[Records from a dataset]
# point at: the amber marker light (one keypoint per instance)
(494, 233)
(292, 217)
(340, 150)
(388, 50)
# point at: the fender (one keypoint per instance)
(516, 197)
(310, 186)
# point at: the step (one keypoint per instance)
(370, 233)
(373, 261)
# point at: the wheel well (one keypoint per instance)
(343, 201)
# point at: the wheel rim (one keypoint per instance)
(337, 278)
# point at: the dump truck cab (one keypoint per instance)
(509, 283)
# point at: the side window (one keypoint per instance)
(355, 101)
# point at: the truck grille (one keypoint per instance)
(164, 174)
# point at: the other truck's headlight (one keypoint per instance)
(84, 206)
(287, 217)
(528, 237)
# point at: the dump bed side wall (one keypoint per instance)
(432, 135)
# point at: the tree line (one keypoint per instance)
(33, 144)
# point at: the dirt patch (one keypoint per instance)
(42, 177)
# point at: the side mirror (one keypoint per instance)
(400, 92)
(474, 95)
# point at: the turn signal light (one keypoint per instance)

◆ Exercise details
Your task is to return, exactly and on their own, the lines from the one containing "# point at: the fender" through the last line of the listing.

◆ Exercise response
# point at: the fender (one keypoint per instance)
(516, 197)
(310, 186)
# point at: the step (one keypoint per instance)
(370, 233)
(373, 261)
# point at: the wheel well (one keypoint per instance)
(343, 201)
# point at: the wheel rim (one keypoint per instance)
(337, 278)
# point at: the dump truck cab (one keypoint per instance)
(509, 283)
# point at: the side window (one keypoint per instance)
(355, 101)
# point at: the truck grille (one keypoint per instance)
(164, 174)
# point at: the other truck's headlight (one keypoint per instance)
(84, 206)
(287, 217)
(528, 237)
# point at: the dump bed side wall (one keypoint per instance)
(432, 135)
# point at: the tree line (one keypoint per instance)
(33, 144)
# point at: the dirt patch (one keypoint per instance)
(42, 177)
# point at: the side mirror (one keypoint per instance)
(400, 92)
(474, 95)
# point at: the turn signal light (one keypoint per instance)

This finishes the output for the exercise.